Text segment
Usually, Drupal migrations get run at the beginning of a project to get all your content into Drupal. But sometimes, you need to create a migration that runs on a regular basis. For example, you have an external database of courses and programs maintained by a university that needs to be displayed on a Drupal site. Another example: you have a database of book data that needs to be pulled into Drupal nightly.

When working with migrations where the source files are updated every day, it can get really tedious to download the updated source files manually each time the migration runs.

In this tutorial, we'll write a source plugin based on the CSV source plugin which will allow us to automatically download CSV files from a remote server via SFTP before running migrations. This article was co-authored by my colleague Jigar Mehta - gracias Jigar for your contribution.

The Problem

In a project we worked on recently, we had the following situation:

  • CSV files are updated by a PowerShell script every night on the client's server.
  • These CSV files are accessible via SFTP.

Our task is to download the CSV source files over SFTP and to use them as our migration source.

Before We Start

The Plan

The goal is to avoid downloading the file manually every time we run our migrations. So we need a way to doing this automatically everytime we execute a migration. To achieve this, we create a custom source plugin extending the CSV plugin provided by the Migrate Source CSV module, which will download CSV files from a remote server and pass it to the CSV plugin to process them.

The Source Migrate Plugin

To start, let's create a custom module and call it migrate_example_source and implement a custom migrate source plugin by creating a PHP class inside it at /src/Plugin/migrate/source/MigrateExampleSourceRemoteCSV.php

We start implementing the class by simply extending the CSV plugin provided by the migrate_source_csv module:
namespace Drupal\migrate_source_csv\Plugin\migrate\source;

use Drupal\migrate_source_csv\Plugin\migrate\source\CSV as SourceCSV;
use phpseclib\Net\SFTP

/**
 * @MigrateSource(
 *   id = "migrate_example_source_remote_csv"
 * )
 */
class MigrateExampleSourceRemoteCSV extends SourceCSV {}

If you are building a source plugin from scratch, you will need to extend the SourcePluginBase class instead of the CSV class given in this example. Adding the annotation @MigrateSource is very important because that is what will make the migrate module detect our source plugin. In our plugin, we use the phpseclib/phpseclib libraries to make SFTP connections. Hence, we need to include the libraries in our project by running the following command in the Drupal root:

composer require phpseclib/phpseclib

Our plugin will download the source CSV file and will simply pass it to the CSV plugin to do the rest. We do the download when the plugin is being instantiated like this:

/**
 * {@inheritdoc}
 */
public function __construct(array $configuration, $plugin_id, $plugin_definition, MigrationInterface $migration) {
  // If SFTP connection parameters are present.

Source material
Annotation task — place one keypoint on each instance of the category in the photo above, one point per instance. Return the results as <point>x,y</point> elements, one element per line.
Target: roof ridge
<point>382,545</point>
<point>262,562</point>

What you need to do
Reproduce the Drupal migration tutorial from "The Problem" to "accessible via SFTP.". The data has no connection to the Drupal migration tutorial.

Answer to this task
The Problem

In a project we worked on recently, we had the following situation:

  • CSV files are updated by a PowerShell script every night on the client's server.
  • These CSV files are accessible via SFTP.